--- START OF Text ---
Alabama Chief Justice Roy Moore Declares War On The Constitution
Alabama Supreme Court Chief Justice Roy Moore tells Probate Judges they should not issue marriage licenses to same-sex couples, in clear defiance of the law and his duties as an officer of the Court.
Roy Moore, the Chief Justice of the Alabama Supreme Court who has been at the center of controversy several times in his judicial career and who was once removed from office for defying a Federal Court Order, has issued an “Administrative Order” to Alabama’s Probate Judges telling that they should not issue marriage licenses to same-sex couples until the Alabama Supreme Court rules on the matter, setting up what seems like an inevitable confrontation with the Federal Courts:
Chief Justice Roy Moore issued an order today saying that a ruling issued last March by the Alabama Supreme Court remains in effect and that probate judges “have a ministerial duty not to issue any marriage license contrary” to Alabama’s law and constitutional amendment banning same-sex marriage.
In a four-page administrative order, Moore said the conflict between the state court ruling and the U.S. Supreme Court ruling in June has caused “confusion and uncertainty” among probate judges.
Moore said he issued the order today in his role as administrative head of the state court system. He quoted a state law that says the chief justice is empowered to “take affirmative and appropriate action to correct or alleviate any condition or situation adversely affecting the administration of justice within the state.”
Moore wrote that since the U.S. Supreme Court ruling that many Alabama probate judges are issuing marriage licenses to same-sex couples, while others are issuing licenses only to opposite-sex couples or not issuing licenses at all.
“This disparity affects the administration of justice in this state,” he wrote.
U.S. District Judge Ginny Granade of Mobile ruled last January that Alabama’s ban on same-sex marriage violated the U.S. Constitution.
That touched off a wave of confusion and conflicting legal orders, as some Alabama probate judges began issuing same-sex marriage licenses, while others did not.
The Alabama Supreme Court issued its order in March in response to a request from two conservative groups, the Alabama Citizens Action Program and the Alabama Policy Institute, as well as Elmore County Probate Judge John Enslen.
The order enjoined probate judges from issuing licenses contrary to Alabama law.
Moore was not listed as participating in that order. Seven of the eight other justices concurred in the result.
About four months later, the U.S. Supreme Court issued its long-anticipated order, striking down state bans on same-sex marriage.
Moore, in his order today, says the Alabama Supreme Court continues to deliberate on how the U.S. Supreme Court ruling affects the state court’s orders.
Moore said rulings by federal courts since the U.S. Supreme Court ruling could affect the issue in Alabama.
--- END OF Text ---
▸ **Required actions**
**a.** Summarize the article on Roy Moore's marriage license order in two sentences.
**b.** Continue the article on Roy Moore's marriage license order from the point where it stops.
The records have nothing to do with this.
--- START OF Material supplied ---
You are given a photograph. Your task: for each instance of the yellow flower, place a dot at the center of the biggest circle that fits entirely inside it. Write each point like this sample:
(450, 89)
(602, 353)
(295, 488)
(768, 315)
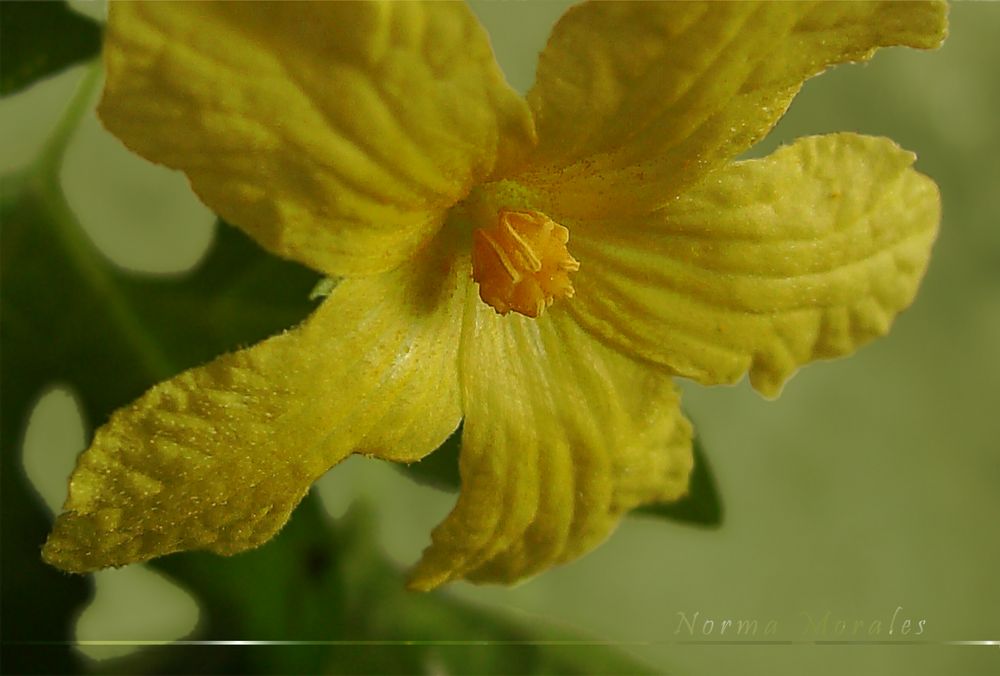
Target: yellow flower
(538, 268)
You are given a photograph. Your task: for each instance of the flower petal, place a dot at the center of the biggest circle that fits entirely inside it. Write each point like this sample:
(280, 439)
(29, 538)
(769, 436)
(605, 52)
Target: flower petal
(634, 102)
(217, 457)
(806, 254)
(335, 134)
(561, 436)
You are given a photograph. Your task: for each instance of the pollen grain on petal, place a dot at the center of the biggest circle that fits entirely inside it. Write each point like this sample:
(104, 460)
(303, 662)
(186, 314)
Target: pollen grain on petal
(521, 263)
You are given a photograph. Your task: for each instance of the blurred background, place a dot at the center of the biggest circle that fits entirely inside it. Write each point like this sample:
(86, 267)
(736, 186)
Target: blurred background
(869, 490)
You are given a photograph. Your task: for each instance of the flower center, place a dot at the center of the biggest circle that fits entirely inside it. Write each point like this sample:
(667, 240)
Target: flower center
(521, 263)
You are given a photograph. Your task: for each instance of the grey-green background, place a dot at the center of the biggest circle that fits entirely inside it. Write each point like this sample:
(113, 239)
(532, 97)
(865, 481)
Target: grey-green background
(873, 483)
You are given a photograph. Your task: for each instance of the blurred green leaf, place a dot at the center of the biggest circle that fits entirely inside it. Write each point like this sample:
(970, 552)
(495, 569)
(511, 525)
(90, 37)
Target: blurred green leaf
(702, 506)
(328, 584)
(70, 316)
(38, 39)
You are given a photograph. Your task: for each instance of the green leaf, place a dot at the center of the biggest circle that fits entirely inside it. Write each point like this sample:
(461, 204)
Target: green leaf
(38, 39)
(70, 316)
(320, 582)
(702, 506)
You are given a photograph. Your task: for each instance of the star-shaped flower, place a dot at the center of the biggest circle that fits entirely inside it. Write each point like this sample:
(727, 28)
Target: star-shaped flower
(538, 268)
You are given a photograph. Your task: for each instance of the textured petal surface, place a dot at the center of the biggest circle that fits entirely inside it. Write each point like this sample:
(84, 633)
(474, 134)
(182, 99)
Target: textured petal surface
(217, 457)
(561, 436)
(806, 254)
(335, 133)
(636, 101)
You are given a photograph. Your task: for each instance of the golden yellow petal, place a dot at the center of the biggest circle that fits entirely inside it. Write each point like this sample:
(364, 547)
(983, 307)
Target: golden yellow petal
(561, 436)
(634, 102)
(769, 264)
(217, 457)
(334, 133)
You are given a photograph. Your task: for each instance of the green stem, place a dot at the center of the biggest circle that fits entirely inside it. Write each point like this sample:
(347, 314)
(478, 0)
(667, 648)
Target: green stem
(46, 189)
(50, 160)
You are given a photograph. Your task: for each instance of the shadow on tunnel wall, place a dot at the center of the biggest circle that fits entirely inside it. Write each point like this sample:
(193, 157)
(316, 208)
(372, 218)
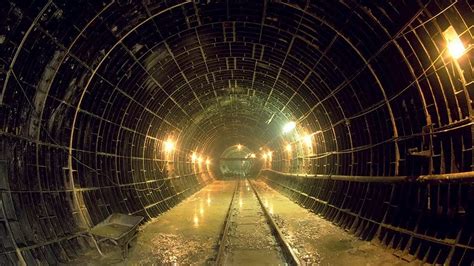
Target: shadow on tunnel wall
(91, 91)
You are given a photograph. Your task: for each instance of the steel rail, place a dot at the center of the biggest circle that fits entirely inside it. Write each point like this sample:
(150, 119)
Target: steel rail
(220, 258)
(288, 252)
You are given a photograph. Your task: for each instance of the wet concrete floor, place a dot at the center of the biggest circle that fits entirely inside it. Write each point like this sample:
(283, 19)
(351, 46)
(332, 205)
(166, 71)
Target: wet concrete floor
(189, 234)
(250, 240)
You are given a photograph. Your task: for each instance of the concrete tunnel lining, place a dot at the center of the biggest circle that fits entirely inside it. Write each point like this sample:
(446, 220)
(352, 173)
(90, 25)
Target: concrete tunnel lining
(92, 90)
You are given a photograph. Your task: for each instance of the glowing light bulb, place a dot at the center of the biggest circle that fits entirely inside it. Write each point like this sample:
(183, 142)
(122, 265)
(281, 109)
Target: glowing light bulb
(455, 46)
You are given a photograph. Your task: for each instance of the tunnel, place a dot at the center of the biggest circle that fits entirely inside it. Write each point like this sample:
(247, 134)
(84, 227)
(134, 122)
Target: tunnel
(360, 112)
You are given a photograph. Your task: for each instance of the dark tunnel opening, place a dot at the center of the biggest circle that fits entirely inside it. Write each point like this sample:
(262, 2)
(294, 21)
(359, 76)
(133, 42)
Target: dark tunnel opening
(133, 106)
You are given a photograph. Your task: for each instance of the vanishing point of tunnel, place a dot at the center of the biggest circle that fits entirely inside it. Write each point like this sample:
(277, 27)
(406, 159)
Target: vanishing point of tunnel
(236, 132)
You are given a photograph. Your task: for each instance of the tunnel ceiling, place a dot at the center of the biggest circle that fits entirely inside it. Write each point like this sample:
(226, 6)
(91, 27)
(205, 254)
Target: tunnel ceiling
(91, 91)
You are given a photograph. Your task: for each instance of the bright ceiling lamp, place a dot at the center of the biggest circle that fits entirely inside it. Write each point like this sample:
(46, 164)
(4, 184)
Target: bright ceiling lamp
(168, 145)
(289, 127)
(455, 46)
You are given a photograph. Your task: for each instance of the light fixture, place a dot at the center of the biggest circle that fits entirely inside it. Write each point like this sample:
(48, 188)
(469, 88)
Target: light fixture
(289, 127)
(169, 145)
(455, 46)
--- END OF Material supplied ---
▸ **Responses in order**
**a.** Alabama Chief Justice Roy Moore issued an administrative order telling probate judges they have a duty not to issue marriage licenses contrary to the state's ban on same-sex marriage, saying a March ruling by the Alabama Supreme Court remains in effect. He said the conflict between that ruling and the U.S. Supreme Court's June ruling had caused confusion among probate judges, some of whom are issuing licenses to same-sex couples while others are not.

**b.**
Moore’s argument in his Order, which I’ve embedded below, is, of course entirely without any legal merit whatsoever. Even accepting the fact that the Supreme Court’s decision in Obergefell v. Hodges in theory only dealt with the same-sex marriage bans on the books in four states, it clearly applies to the nation as a whole given the fact that it is based on the Equal Protection Clause of the Fourteenth Amendment. While a state like Alabama could, at least temporarily, argue that the Supreme Court’s decision didn’t compel it to do anything at all, the reality is that the fact the Supreme Court’s ruling is binding on all lower Federal Courts, including the Federal Courts in Alabama and the Eleventh Circuit Court of Appeals. This means that the challenge to Alabama’s ban on same-sex marriage, which was already struck down by a Federal District Court Judge nearly a year ago, would have to be ruled upon in compliance with the Supreme Court’s ruling in Obergefell and that the District Judge will most likely, when appropriately petitioned, issue an order compelling all of the Probate Judges in the state to issue marriage licenses regardless of the genders of the parties requesting the license. Failure to comply with that order, of course, would subject any of the non-compliant Probate Judges to the same sort of contempt of court proceedings that Kentucky Clerk Kim Davis was faced with this past summer when she was refusing to allow her office to issue licenses to same-sex couples. There is nothing that Judge Moore, or the rest of the Alabama Supreme Court, which may or may not share Moore’s opinion on this matter, can do about any of this either, because the Supremacy Clause of the Constitution provides that Federal law supersedes state law where the two are in conflict such a they would be here.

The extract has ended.